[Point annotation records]
+ + + + +
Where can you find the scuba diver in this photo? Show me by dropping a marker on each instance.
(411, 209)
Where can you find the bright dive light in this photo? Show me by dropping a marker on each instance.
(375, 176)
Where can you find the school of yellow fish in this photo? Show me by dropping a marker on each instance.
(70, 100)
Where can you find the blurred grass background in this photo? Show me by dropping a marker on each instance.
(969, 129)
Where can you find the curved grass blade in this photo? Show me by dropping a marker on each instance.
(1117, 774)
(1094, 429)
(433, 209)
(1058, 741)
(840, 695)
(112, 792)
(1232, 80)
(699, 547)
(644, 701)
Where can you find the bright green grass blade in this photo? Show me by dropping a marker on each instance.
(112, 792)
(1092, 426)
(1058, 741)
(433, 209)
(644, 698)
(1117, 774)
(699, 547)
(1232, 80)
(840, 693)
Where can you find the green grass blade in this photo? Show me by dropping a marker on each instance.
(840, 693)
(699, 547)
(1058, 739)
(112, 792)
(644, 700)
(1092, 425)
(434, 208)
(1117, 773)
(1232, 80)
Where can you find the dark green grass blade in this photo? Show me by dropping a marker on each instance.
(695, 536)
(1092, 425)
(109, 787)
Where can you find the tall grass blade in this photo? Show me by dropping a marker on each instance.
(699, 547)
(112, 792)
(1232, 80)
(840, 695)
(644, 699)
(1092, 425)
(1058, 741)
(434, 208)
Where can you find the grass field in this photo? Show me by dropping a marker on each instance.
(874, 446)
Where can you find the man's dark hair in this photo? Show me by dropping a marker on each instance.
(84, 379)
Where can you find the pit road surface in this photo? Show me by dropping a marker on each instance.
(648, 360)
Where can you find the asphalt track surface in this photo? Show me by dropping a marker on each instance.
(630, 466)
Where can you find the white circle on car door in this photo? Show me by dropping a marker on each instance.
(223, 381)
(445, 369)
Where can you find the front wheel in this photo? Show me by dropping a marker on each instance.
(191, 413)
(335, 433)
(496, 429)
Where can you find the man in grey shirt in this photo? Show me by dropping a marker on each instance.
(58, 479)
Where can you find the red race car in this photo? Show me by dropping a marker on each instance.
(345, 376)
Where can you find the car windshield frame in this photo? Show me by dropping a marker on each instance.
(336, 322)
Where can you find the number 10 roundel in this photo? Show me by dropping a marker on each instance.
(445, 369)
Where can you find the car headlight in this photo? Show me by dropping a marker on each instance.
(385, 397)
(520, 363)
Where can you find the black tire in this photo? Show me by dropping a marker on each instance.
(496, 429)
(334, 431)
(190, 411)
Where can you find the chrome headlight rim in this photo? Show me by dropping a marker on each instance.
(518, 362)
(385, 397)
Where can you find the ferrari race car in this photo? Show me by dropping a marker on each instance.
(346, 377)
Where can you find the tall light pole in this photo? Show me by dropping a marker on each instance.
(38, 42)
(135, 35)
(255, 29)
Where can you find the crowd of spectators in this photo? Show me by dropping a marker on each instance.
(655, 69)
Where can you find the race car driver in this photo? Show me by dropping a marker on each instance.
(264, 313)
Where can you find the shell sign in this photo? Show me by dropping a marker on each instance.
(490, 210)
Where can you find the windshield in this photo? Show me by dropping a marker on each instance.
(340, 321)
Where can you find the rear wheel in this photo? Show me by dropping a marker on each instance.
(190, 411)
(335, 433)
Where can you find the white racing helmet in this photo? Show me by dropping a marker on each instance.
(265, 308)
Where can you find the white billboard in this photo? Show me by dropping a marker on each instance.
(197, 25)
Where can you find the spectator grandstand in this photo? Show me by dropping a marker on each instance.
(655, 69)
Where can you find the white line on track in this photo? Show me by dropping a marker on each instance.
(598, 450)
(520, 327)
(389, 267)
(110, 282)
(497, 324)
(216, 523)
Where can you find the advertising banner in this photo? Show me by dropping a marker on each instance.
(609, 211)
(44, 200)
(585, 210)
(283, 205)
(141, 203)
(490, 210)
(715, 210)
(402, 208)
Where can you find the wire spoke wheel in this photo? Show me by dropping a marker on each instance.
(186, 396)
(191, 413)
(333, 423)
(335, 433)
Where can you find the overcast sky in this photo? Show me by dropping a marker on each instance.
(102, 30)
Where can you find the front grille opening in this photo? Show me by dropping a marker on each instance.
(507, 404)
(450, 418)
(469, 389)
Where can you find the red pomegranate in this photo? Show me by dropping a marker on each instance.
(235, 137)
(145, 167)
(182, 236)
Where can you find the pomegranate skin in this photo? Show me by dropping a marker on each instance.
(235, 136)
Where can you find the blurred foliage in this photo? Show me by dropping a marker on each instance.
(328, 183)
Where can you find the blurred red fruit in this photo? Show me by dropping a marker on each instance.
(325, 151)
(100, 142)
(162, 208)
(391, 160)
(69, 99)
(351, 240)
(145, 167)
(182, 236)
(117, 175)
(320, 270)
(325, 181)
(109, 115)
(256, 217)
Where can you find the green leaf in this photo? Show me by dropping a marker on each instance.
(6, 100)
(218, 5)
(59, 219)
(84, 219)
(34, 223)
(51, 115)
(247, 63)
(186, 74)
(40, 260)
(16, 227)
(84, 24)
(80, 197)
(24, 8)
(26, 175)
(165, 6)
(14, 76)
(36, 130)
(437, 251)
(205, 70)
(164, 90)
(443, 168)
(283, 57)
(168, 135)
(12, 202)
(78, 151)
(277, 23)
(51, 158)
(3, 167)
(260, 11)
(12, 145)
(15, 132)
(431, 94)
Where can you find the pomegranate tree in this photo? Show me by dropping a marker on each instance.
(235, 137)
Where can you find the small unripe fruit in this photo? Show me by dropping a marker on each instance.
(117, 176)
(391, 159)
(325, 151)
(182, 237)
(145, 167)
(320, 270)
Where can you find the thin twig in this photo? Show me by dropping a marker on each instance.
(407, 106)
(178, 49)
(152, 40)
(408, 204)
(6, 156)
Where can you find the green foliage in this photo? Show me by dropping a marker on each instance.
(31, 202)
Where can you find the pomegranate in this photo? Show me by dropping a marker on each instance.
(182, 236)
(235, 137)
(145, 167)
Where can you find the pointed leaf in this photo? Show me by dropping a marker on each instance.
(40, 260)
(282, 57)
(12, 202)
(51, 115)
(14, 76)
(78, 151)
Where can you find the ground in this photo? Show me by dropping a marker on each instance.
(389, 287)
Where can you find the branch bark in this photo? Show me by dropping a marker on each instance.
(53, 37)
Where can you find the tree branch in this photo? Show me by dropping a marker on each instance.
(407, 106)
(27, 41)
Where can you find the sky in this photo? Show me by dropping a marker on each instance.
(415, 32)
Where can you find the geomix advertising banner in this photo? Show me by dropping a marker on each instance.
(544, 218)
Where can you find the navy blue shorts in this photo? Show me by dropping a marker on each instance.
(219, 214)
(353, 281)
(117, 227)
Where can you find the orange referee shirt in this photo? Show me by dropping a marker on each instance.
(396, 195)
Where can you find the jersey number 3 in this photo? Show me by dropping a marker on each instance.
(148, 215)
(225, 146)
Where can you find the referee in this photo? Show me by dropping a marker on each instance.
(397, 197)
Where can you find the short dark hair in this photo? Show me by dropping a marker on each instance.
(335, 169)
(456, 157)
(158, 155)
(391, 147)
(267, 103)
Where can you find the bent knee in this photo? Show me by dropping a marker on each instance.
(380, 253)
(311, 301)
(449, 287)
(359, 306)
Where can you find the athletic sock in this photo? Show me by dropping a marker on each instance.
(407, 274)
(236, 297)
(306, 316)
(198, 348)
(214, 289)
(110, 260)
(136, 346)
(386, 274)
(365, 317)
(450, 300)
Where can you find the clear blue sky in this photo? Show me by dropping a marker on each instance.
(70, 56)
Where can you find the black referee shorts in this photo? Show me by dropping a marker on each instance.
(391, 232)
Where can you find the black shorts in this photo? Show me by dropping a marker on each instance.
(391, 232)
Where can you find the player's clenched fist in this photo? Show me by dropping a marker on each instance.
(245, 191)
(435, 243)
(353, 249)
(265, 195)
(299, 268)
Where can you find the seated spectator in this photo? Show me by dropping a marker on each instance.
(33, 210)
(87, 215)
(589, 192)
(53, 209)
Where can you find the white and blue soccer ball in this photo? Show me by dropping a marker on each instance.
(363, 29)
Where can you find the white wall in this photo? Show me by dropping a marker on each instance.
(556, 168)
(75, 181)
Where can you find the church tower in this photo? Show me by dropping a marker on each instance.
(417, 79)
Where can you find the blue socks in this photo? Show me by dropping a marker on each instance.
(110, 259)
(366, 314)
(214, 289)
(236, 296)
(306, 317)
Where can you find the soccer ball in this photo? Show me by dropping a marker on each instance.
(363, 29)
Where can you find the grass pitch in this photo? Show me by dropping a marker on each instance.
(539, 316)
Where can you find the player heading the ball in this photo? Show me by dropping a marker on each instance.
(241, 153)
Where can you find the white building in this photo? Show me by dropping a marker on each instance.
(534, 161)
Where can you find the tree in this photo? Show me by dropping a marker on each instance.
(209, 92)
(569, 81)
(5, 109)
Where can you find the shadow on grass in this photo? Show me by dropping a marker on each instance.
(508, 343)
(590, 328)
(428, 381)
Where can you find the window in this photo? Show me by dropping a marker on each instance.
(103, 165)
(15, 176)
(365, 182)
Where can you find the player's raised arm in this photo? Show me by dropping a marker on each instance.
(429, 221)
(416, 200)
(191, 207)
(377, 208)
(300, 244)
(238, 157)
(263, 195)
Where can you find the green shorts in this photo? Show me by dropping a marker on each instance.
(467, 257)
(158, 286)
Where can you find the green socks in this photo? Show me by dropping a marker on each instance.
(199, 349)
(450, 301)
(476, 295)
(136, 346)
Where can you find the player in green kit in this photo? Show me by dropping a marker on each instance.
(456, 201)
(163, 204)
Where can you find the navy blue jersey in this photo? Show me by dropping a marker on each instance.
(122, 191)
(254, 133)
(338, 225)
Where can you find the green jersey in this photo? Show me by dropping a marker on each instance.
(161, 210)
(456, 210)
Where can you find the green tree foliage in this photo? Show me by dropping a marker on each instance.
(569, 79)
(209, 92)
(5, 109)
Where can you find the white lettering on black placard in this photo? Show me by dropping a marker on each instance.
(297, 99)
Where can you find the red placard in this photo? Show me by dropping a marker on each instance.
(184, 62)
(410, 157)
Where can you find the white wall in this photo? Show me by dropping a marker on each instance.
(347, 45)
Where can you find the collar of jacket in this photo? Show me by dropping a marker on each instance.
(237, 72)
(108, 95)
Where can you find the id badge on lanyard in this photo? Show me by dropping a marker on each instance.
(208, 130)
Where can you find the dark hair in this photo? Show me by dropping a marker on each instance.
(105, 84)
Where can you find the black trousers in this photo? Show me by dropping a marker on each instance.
+ + + + +
◆ YOUR TASK: Exactly and exclusively, repeat the lines from the line that contains "Where can you find the green tree" through the end of the records, both ends included.

◆ TASK SOLUTION:
Where can you find the green tree foliage in this photo? Show me by dropping a marker on each instance.
(569, 79)
(209, 92)
(5, 109)
Where can you find the white lettering on black placard in this photo? Show me by dropping a marker on each instance.
(297, 99)
Where can you find the red placard in this photo? Show me by dropping a marker on each instance.
(184, 62)
(410, 157)
Where can you find the white wall in this photo? Show me by dropping a marker on each instance.
(347, 45)
Where can you find the collar of jacket in this photo? Show me by dropping a marker on each instance.
(237, 72)
(108, 95)
Where can you find the id badge on lanyard in this photo? Show me by dropping a marker on each instance.
(208, 130)
Where can you find the dark hair in this photo? Show me by dropping a marker on each instance.
(105, 84)
Where can you find the black trousers in this photo? Show me by dropping a marker on each instance.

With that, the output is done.